PROBLEM DETAILS: Copy out the records that follow, leaving every character as it is.

TASK MATERIAL:
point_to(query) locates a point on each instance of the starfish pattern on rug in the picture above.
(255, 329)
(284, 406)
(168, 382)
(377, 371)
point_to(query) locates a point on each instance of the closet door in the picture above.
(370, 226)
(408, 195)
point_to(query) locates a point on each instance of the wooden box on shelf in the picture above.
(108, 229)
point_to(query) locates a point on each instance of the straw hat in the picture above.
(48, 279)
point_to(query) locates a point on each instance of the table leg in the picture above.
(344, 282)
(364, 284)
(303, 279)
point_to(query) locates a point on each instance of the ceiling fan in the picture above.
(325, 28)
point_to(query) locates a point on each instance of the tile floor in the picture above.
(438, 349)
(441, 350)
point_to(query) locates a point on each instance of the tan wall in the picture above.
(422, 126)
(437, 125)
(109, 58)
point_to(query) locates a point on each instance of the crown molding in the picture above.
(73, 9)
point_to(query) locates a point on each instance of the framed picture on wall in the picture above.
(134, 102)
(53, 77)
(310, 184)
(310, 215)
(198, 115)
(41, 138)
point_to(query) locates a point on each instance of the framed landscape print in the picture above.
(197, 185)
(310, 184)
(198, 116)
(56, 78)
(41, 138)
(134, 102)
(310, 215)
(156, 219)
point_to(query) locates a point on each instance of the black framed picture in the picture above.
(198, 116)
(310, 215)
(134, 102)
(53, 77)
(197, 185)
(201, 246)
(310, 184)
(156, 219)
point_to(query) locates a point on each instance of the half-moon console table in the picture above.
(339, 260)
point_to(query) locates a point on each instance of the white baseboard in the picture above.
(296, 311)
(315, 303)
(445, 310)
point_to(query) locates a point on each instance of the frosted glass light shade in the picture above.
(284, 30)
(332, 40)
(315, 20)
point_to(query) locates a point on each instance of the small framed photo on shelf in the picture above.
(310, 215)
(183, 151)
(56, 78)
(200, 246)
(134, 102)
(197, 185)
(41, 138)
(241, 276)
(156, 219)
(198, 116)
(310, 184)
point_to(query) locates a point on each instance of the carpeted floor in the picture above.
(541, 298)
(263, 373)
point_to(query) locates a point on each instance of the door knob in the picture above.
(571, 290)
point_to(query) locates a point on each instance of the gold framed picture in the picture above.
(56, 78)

WRITTEN ANSWER:
point_to(query) locates a point on each instance of the starfish pattern on rug in the picture above.
(255, 329)
(284, 406)
(168, 382)
(377, 371)
point_to(query) locates a point on each instance of the closet door in the picture above.
(370, 226)
(408, 195)
point_to(query) locates a point on each instance of the wooden box on shelf in the picture above.
(108, 229)
point_to(query) locates a point on each instance of the straw hat in the picture above.
(48, 279)
point_to(query) locates a point on each instance of the table leg in the picture above.
(344, 282)
(364, 284)
(303, 279)
point_to(query) locates a point on each instance of the ceiling fan in the picture above.
(325, 28)
point_to(query) locates a point on each instance of the tile floor in the picture above.
(438, 349)
(441, 350)
point_to(query) locates a point on each instance of the tan wall in the picture above.
(422, 126)
(437, 125)
(109, 58)
point_to(query) locates a point on each instance of the crown molding in the picture above.
(73, 9)
point_to(query) locates a point on each instance of the framed picture on wall in the picture above.
(134, 102)
(53, 77)
(310, 184)
(310, 215)
(198, 115)
(41, 138)
point_to(query) locates a point on each instance of the framed landscape print in the picture above.
(197, 185)
(310, 184)
(198, 116)
(56, 78)
(41, 138)
(134, 102)
(310, 215)
(156, 219)
point_to(query) locates a point on each instance of the black framed picture in the picture above.
(198, 116)
(310, 215)
(134, 102)
(53, 77)
(197, 185)
(201, 246)
(310, 184)
(156, 219)
point_to(query) locates a point on each instance of the half-moon console table in the picture above.
(339, 260)
point_to(query) locates a point on each instance of the white baseboard in the picture above.
(296, 311)
(315, 303)
(445, 310)
point_to(query) locates a point on each instance of the frosted glass light shade in the picture above.
(284, 30)
(332, 40)
(315, 20)
point_to(query) locates a point on each instance of the small framed photo on shelf in the picture above.
(310, 215)
(183, 151)
(56, 78)
(200, 246)
(134, 102)
(197, 185)
(41, 138)
(241, 276)
(156, 219)
(198, 116)
(310, 184)
point_to(query) locates a point on each instance of the carpeted floor in the picture above.
(541, 298)
(263, 373)
point_to(query) locates a point on each instance of the door knob in the picture above.
(571, 290)
point_to(query) locates a point on each instance of the gold framed picture in the picture above.
(56, 78)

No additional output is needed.